> [ЗАДАНИЕ] Что, судя по фрагменту текста, сильнее всего вызывает подозрение у туземных больных?

По мнению Дитерлена, это неприязненное отношение вытекает из того, что «чернокожие думают, будто белые желают им зла или не хотят им добра. Они не верят в их бескорыстие. Они не доверяют из страха быть обманутыми, обокраденными, обиженными, доведенными до несчастий. Эти чувства у них естественны, врожденны; они неодолимы и неискоренимы…» Возможно, это так на самом деле, это — горький опыт, о котором сообщает удрученный, но не обескураженный миссионер. Тем не менее, как это было видно, нежелание туземцев ложиться в больницу и находиться в ней кроется не только в общем и неискоренимом недоверии, но также и в том, что они ничего не понимают в том лечении, которому подвергаются, особенно тогда, когда нужны дни, недели, а иногда и месяцы, чтобы увидеть результаты, которые, по их мнению, должны были бы быть мгновенными. Именно это длительное пребывание в больнице более всего возбуждает их подозрение. Какие намерения могут быть у белого врача, могущественного колдуна, который их так долго задерживает? Что он собирается сделать с ними?
Таким образом, границы отмеченного нами недоразумения между туземным больным и его врачом-европейцем определены. Чем больше старается врач ради своего клиента, чем труднее и сложнее лечение, особенно если ему пришлось госпитализировать больного у себя, кормить его, ухаживать за ним, заставлять его соблюдать режим, тем с большим основанием он полагает, что заслужил право на его признательность и тем более он рассчитывает по крайней мере на благодарность. Впрочем, туземец, без сомнения, поблагодарил бы его, если бы вылечился в одно мгновение, если бы, как он ожидал, лекарства оказали бы свое действие словно по мановению волшебной палочки. Однако все обстоятельства, которые ставит себе в заслугу врач, наоборот, беспокоят и восстанавливают против него его больного. Идут дни, одни лекарства сменяют другие, перевязки следуют за перевязками; с большей или меньшей охотой пациент подчиняется всему, однако полагает при этом, что врач должен быть ему благодарен и что именно он, пациент, должен бы иметь право на благодарность. По мере того как продолжается лечение, врач все больше становится обязанным больному, который на это лечение соглашается.

> [ИСХОДНЫЕ ДАННЫЕ]
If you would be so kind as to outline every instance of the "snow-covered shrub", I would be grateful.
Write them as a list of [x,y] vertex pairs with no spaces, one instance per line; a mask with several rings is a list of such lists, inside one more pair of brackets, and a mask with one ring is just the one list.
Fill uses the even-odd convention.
--
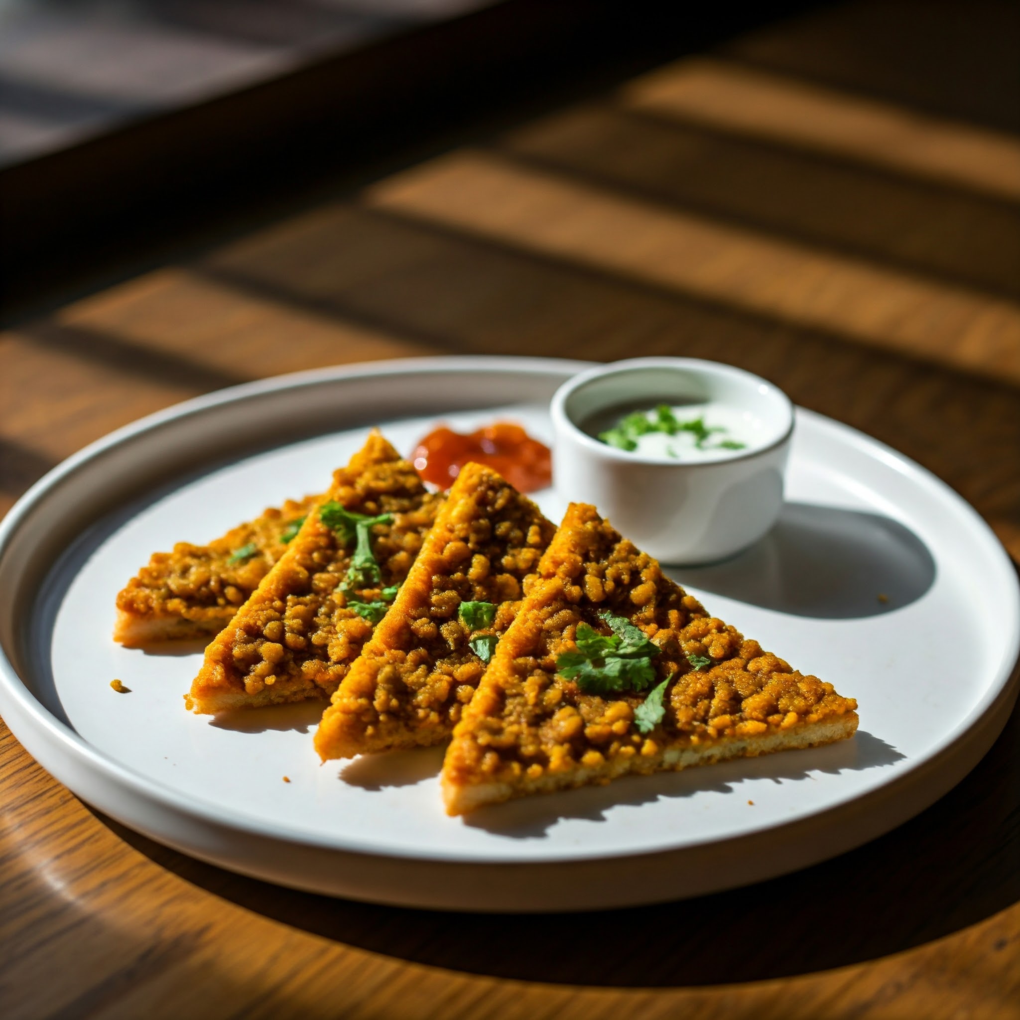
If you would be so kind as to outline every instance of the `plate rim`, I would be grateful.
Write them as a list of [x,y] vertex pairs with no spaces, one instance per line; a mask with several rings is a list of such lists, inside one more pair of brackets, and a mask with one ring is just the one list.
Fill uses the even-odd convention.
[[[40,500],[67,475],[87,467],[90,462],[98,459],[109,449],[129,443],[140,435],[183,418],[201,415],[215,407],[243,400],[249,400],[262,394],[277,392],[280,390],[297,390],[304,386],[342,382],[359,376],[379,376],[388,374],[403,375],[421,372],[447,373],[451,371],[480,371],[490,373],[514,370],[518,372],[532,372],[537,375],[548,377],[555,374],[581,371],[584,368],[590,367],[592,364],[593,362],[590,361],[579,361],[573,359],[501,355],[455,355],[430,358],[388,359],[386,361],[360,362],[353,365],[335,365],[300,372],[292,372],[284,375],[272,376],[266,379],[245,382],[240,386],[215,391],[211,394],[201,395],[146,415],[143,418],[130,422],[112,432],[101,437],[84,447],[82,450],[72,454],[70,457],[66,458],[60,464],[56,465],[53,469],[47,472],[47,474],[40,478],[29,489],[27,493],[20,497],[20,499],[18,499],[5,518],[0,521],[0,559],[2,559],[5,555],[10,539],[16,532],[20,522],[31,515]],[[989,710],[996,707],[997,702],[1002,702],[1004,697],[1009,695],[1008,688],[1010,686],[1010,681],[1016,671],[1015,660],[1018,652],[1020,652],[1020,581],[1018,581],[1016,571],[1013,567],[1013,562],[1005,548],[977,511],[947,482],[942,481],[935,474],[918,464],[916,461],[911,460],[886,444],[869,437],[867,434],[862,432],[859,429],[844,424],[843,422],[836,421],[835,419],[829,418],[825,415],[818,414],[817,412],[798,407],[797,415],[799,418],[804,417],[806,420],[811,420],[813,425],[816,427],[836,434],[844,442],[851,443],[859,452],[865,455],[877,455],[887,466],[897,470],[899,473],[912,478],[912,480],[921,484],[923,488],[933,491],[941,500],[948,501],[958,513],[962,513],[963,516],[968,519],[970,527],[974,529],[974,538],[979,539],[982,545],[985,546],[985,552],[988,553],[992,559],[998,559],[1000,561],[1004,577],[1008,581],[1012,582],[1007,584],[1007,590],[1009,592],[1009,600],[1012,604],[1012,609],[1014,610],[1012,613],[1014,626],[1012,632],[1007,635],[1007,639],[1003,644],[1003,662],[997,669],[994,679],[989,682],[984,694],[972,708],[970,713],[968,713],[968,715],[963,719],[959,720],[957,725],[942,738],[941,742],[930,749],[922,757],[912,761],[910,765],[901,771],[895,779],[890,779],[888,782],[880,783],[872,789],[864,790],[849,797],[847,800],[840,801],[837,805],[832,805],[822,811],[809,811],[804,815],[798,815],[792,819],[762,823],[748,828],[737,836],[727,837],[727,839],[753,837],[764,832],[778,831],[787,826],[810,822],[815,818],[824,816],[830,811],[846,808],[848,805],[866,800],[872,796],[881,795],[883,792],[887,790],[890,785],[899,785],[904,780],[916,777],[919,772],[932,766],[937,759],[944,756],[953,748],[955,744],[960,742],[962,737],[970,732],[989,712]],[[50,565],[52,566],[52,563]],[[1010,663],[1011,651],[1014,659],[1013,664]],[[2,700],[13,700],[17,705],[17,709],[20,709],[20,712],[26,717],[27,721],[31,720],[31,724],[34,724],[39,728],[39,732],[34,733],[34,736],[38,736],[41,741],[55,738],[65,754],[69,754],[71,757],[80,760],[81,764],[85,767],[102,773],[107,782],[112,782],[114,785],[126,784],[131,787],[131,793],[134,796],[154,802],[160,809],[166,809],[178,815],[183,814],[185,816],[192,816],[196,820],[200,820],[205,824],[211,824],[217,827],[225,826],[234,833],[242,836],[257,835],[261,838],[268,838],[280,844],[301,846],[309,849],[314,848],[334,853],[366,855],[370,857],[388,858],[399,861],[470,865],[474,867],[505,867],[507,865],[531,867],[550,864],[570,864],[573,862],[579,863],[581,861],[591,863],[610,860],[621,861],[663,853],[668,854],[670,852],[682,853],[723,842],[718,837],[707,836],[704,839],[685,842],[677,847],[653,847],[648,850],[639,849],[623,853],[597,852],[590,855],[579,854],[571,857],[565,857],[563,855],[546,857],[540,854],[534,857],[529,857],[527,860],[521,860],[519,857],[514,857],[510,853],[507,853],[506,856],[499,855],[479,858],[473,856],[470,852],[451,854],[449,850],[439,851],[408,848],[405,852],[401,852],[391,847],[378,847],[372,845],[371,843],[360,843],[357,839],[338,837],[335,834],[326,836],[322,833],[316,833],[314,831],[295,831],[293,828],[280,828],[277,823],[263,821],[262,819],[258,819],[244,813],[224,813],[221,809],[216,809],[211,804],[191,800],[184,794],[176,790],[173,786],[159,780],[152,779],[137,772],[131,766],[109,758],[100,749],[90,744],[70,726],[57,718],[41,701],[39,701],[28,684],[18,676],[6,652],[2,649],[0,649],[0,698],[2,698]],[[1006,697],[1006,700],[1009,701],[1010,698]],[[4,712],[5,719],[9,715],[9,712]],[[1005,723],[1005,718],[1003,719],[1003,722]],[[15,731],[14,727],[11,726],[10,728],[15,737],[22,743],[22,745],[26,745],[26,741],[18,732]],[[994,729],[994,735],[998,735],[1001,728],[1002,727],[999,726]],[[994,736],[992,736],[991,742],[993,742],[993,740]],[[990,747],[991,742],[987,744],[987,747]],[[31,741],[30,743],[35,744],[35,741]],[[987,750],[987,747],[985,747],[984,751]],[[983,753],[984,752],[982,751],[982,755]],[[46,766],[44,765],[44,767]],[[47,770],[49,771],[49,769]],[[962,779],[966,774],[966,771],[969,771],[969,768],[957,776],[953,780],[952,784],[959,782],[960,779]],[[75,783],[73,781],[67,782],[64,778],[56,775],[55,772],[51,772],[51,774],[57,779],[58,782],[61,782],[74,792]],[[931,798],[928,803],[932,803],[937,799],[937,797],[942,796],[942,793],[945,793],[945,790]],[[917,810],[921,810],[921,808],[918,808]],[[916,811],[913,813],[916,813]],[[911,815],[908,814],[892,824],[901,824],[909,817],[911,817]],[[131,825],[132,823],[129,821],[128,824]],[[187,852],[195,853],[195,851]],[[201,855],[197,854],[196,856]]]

> [ОТВЕТ] Долгое пребывание в больнице.